• [PROBLEM DETAILS]
Please format the records from their first line up to and including the line with "<point>461,421</point>" as a JSON list of strings, one string per line, with blank lines left out.

━━━ EXTRACTED ENTRIES ━━━

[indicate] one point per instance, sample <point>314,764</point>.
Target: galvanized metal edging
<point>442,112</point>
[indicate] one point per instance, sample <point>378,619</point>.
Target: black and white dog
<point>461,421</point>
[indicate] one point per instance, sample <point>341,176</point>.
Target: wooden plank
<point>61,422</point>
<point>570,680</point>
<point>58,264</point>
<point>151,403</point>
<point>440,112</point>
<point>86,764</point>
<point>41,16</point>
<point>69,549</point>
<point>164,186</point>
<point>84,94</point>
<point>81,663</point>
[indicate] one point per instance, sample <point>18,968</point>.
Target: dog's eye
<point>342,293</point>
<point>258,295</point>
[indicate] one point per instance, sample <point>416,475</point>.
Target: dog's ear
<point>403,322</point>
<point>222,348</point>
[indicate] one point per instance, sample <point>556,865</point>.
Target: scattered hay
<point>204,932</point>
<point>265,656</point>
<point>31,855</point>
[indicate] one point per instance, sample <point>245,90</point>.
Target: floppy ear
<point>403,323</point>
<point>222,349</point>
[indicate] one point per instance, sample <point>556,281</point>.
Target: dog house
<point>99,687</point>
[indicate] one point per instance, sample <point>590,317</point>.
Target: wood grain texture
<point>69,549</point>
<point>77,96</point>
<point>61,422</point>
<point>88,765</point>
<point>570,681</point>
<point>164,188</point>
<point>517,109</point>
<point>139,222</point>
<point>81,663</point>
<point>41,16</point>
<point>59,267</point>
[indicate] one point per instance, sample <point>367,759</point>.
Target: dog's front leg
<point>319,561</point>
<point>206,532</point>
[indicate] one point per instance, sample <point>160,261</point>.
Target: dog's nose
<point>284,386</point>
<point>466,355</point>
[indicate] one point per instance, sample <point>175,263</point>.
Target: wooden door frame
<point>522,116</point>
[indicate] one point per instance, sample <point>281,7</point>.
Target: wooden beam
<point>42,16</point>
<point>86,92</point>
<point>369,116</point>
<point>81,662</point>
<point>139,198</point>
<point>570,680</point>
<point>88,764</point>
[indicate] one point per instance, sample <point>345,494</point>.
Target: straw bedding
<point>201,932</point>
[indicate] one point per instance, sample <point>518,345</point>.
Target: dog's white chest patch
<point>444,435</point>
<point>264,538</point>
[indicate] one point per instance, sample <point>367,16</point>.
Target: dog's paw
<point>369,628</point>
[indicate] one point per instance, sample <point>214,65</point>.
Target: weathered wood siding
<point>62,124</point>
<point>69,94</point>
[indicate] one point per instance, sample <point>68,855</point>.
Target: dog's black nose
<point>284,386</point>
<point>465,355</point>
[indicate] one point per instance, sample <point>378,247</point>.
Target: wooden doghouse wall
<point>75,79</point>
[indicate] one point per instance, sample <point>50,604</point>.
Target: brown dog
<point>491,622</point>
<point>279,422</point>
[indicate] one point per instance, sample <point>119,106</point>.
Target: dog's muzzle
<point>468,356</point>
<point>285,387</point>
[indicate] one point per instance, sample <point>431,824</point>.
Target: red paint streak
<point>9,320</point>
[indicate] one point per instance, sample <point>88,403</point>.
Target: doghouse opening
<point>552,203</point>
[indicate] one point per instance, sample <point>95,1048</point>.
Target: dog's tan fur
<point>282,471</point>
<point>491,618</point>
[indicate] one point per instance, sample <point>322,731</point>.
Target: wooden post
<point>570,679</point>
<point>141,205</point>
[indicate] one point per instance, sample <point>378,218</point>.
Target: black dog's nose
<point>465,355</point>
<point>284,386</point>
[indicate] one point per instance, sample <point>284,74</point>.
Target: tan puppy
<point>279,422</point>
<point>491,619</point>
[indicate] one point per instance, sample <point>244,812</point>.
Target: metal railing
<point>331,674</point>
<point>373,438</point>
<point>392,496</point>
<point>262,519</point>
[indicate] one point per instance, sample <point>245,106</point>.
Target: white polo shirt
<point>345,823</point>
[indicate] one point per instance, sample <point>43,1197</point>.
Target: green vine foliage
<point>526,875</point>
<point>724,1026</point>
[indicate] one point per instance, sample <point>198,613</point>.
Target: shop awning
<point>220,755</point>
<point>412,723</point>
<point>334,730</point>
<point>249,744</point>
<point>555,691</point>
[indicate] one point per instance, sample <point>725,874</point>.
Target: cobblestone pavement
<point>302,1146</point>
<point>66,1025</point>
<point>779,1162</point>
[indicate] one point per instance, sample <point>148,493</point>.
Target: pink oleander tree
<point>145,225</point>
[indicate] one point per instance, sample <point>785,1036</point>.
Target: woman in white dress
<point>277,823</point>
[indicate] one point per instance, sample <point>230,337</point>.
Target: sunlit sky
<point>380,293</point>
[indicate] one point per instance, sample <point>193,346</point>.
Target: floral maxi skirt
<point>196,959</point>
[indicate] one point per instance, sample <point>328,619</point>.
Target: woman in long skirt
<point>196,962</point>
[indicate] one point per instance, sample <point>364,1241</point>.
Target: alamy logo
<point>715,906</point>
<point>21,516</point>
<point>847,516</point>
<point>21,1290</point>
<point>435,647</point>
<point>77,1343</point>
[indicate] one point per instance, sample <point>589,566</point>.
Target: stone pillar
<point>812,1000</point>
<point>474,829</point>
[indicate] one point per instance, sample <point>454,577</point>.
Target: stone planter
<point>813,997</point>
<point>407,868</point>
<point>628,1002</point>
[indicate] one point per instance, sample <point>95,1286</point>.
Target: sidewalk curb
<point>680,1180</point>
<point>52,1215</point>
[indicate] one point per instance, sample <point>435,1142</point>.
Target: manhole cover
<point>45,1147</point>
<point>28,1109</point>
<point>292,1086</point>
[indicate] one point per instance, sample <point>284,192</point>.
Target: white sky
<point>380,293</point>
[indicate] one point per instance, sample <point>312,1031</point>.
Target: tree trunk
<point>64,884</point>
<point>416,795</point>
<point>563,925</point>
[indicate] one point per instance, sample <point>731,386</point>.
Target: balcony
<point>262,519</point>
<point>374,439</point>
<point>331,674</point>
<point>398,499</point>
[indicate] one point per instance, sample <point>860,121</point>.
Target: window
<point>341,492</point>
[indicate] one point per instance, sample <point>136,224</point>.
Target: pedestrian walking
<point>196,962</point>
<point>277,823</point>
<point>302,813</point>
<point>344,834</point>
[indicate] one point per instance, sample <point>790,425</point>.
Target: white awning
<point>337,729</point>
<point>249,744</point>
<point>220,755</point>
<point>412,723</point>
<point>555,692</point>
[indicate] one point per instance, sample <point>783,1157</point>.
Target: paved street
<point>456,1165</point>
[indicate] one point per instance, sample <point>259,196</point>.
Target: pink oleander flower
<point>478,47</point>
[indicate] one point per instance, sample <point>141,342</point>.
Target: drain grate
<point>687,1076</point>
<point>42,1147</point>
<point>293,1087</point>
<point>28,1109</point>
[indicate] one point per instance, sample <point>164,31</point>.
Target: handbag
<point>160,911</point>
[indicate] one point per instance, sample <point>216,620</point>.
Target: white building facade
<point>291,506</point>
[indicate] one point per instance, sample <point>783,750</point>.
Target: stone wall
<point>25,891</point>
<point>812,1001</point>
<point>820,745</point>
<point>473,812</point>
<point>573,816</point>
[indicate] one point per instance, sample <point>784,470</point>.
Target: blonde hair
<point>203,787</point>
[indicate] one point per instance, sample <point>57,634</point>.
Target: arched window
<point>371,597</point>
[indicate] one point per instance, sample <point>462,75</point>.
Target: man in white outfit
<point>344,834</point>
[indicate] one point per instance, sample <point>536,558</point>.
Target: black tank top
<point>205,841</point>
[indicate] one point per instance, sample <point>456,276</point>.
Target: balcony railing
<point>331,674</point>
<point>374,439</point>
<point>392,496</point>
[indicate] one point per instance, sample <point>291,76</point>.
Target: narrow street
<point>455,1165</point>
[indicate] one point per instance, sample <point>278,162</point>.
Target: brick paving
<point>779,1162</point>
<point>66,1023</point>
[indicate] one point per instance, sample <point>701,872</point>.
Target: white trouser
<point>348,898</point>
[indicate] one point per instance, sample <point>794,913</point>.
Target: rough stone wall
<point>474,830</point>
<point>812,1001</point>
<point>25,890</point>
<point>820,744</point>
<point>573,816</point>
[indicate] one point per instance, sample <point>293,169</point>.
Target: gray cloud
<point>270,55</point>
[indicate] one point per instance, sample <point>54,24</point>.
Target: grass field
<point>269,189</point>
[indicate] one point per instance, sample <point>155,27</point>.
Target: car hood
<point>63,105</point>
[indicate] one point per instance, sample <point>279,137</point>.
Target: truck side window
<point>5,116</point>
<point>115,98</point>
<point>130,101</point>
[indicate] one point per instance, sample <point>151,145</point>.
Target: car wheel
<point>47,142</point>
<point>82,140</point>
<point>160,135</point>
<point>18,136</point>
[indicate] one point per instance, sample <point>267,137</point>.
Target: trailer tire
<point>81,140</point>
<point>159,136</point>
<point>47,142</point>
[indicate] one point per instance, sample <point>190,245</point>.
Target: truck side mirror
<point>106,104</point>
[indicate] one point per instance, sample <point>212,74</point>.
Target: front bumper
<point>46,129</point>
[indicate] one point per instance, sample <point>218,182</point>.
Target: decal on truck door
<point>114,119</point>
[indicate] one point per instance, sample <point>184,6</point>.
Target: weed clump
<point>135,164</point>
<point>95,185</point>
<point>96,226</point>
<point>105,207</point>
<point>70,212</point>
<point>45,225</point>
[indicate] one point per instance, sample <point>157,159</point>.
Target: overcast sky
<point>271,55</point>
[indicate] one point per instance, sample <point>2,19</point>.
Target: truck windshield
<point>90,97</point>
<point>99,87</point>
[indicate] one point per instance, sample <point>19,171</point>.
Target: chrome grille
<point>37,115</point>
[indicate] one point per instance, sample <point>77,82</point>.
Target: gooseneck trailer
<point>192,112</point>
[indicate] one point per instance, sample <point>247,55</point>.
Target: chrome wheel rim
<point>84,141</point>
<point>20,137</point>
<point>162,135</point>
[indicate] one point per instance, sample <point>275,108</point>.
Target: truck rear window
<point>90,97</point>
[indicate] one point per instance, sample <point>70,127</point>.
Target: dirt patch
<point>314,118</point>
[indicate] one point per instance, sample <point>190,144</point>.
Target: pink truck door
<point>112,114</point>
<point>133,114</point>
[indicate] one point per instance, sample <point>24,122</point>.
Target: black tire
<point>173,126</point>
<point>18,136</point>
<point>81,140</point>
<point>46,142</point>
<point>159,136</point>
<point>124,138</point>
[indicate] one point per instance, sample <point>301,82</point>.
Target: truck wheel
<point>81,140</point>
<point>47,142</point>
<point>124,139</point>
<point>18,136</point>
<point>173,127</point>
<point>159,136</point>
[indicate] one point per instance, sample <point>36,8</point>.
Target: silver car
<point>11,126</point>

━━━

• [FULL ANSWER]
[
  "[indicate] one point per instance, sample <point>314,764</point>.",
  "Target: galvanized metal edging",
  "<point>442,112</point>",
  "[indicate] one point per instance, sample <point>378,619</point>.",
  "Target: black and white dog",
  "<point>461,421</point>"
]